** START OF ENTRIES SHOWN **
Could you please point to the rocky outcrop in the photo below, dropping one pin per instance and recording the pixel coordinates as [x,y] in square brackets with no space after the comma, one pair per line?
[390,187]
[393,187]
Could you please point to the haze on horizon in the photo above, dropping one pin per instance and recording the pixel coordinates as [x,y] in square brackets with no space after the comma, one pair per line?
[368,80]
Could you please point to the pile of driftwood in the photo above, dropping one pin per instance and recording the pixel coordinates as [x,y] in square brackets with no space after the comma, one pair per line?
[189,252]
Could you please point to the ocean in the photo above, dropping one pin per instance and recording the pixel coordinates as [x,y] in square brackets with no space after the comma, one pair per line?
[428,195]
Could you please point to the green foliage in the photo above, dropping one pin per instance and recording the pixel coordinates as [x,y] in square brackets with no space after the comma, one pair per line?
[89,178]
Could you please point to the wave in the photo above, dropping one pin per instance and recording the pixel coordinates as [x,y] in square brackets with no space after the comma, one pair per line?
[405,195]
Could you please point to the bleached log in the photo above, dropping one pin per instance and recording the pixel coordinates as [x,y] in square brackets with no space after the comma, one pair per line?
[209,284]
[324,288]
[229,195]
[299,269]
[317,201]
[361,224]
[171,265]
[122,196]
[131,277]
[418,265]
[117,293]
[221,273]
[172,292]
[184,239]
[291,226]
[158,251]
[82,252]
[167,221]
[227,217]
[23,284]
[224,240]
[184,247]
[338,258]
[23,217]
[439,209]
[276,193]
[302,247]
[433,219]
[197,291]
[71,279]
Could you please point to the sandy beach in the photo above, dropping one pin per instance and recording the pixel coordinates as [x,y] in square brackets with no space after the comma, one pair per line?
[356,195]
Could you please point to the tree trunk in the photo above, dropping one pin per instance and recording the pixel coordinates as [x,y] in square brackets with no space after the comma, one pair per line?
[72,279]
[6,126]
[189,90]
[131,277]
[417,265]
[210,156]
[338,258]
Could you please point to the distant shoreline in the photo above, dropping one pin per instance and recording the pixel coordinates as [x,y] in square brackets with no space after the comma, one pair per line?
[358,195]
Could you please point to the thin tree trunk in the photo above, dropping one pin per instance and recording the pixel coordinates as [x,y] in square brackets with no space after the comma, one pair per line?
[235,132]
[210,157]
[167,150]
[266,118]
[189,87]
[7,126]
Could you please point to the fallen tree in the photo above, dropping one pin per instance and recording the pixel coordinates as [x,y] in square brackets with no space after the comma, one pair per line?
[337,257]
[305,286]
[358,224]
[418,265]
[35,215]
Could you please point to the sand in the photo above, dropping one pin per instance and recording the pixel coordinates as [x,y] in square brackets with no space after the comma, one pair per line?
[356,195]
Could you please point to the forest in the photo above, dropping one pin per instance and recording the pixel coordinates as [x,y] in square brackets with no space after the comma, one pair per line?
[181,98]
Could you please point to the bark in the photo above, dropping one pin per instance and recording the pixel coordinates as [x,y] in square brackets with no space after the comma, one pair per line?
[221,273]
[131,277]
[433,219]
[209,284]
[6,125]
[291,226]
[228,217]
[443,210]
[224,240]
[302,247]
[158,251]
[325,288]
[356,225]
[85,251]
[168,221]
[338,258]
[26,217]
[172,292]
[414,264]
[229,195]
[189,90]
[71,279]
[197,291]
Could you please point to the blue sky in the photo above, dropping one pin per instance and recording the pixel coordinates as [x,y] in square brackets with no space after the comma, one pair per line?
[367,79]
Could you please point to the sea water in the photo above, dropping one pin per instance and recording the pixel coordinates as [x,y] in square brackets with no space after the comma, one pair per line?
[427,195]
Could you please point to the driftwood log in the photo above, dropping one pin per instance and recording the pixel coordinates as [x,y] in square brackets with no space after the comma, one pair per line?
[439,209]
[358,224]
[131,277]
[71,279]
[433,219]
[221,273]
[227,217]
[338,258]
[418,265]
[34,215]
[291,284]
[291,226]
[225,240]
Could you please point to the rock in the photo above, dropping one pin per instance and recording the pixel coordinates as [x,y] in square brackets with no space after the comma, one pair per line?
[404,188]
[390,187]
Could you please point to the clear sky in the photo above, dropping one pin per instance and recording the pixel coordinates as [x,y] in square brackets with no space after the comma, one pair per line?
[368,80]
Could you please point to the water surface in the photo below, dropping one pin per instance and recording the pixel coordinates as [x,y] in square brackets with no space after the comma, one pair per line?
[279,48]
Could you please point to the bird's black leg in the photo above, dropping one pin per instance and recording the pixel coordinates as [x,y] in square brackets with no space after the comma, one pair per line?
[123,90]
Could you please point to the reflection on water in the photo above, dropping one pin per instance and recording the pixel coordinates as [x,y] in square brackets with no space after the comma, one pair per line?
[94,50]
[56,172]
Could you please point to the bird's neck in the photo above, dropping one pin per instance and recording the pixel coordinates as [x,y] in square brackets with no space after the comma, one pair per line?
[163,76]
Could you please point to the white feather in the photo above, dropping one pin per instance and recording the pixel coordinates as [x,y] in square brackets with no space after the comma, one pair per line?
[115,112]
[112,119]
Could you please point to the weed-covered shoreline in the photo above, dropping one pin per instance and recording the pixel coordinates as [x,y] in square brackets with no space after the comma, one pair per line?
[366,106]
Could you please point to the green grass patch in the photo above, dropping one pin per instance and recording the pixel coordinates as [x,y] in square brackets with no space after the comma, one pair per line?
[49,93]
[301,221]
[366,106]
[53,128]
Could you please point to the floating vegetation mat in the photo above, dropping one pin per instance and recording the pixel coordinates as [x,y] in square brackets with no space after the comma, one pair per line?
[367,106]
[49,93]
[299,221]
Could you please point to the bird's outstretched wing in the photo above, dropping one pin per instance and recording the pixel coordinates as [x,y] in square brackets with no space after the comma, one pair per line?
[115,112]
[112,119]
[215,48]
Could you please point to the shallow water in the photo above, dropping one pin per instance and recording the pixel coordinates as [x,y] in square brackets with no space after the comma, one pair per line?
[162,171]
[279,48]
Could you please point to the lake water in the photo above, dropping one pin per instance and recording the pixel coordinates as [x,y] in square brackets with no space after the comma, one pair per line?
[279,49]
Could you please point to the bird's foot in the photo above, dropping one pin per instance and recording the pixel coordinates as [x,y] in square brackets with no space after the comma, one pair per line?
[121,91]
** END OF ENTRIES SHOWN **
** START OF ENTRIES SHOWN **
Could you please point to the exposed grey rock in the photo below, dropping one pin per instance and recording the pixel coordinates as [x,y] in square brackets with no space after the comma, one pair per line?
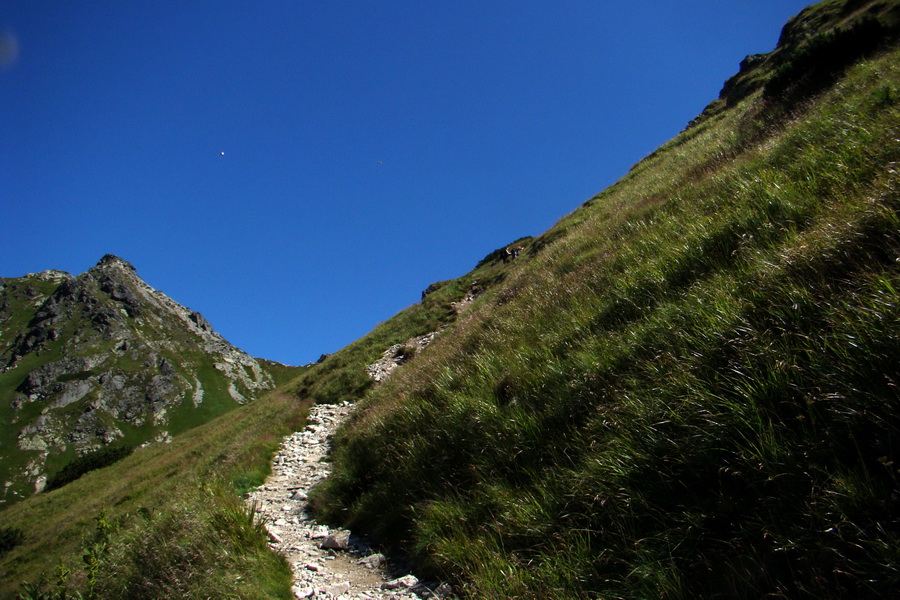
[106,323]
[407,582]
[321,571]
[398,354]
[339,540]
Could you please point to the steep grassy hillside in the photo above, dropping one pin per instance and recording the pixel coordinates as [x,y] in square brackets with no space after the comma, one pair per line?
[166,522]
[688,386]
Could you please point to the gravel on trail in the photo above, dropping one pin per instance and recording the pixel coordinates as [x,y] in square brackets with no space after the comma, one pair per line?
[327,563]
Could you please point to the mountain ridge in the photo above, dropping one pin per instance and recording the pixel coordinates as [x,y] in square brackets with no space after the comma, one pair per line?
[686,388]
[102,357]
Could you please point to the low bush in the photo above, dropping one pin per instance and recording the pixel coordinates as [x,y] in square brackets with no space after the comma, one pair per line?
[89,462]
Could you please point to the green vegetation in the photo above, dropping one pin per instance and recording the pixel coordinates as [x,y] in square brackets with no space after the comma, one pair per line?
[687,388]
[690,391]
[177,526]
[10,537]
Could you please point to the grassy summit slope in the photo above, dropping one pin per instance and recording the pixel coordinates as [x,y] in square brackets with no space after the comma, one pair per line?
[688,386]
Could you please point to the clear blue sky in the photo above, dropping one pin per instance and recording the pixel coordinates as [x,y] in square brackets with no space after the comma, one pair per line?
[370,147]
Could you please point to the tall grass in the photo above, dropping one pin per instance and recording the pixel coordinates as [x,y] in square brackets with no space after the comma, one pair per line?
** END OF ENTRIES SHOWN **
** START OF ENTRIES SHOWN **
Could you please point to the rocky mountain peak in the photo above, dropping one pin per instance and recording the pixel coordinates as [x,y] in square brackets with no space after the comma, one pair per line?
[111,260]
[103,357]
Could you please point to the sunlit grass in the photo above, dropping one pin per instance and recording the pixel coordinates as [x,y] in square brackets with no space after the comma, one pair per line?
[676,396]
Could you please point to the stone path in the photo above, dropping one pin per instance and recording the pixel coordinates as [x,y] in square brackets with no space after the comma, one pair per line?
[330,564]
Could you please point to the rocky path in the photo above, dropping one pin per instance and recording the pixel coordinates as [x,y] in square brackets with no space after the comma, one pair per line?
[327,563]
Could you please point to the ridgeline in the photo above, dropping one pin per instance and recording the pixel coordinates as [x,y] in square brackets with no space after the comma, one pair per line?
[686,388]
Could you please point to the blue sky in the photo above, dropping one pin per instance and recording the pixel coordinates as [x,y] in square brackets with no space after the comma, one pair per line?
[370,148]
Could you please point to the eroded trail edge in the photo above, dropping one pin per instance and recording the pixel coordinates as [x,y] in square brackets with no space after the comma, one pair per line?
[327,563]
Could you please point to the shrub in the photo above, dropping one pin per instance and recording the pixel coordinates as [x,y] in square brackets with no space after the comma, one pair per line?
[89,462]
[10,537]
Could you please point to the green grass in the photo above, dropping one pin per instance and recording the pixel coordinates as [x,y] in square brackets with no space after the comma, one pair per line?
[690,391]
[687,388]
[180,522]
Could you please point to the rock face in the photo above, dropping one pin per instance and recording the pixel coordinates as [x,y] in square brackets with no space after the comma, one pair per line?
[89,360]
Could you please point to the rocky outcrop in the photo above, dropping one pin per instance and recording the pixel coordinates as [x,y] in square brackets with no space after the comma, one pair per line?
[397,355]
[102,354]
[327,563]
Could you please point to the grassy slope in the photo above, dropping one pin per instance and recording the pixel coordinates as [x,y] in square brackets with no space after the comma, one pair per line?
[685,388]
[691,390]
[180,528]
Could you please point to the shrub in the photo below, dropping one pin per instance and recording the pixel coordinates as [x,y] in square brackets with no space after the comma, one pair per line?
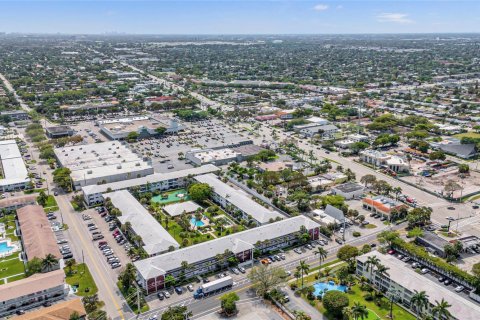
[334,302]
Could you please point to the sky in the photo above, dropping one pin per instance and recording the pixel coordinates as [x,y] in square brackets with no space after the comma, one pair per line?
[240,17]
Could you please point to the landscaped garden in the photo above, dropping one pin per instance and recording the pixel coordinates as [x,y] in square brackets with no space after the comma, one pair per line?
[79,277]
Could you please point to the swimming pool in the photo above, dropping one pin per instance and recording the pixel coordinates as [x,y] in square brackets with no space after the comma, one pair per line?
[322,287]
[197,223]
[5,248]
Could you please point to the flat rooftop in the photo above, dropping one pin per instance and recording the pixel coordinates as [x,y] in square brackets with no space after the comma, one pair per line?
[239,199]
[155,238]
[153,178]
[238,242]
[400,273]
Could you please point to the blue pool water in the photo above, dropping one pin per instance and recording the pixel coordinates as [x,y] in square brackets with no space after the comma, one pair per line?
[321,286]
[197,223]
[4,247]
** END OF ENTRIES SHOWN **
▶ TASK GOAL: Copy out every line above that contains the word "lake", matching upper and lower case exactly.

▶ OUTPUT BELOW:
Could you please point to the lake water in the photo above, dropping one pin per instance and recording the pixel coordinates as [x,y] in square brackets with no space after the comma, one pair per line?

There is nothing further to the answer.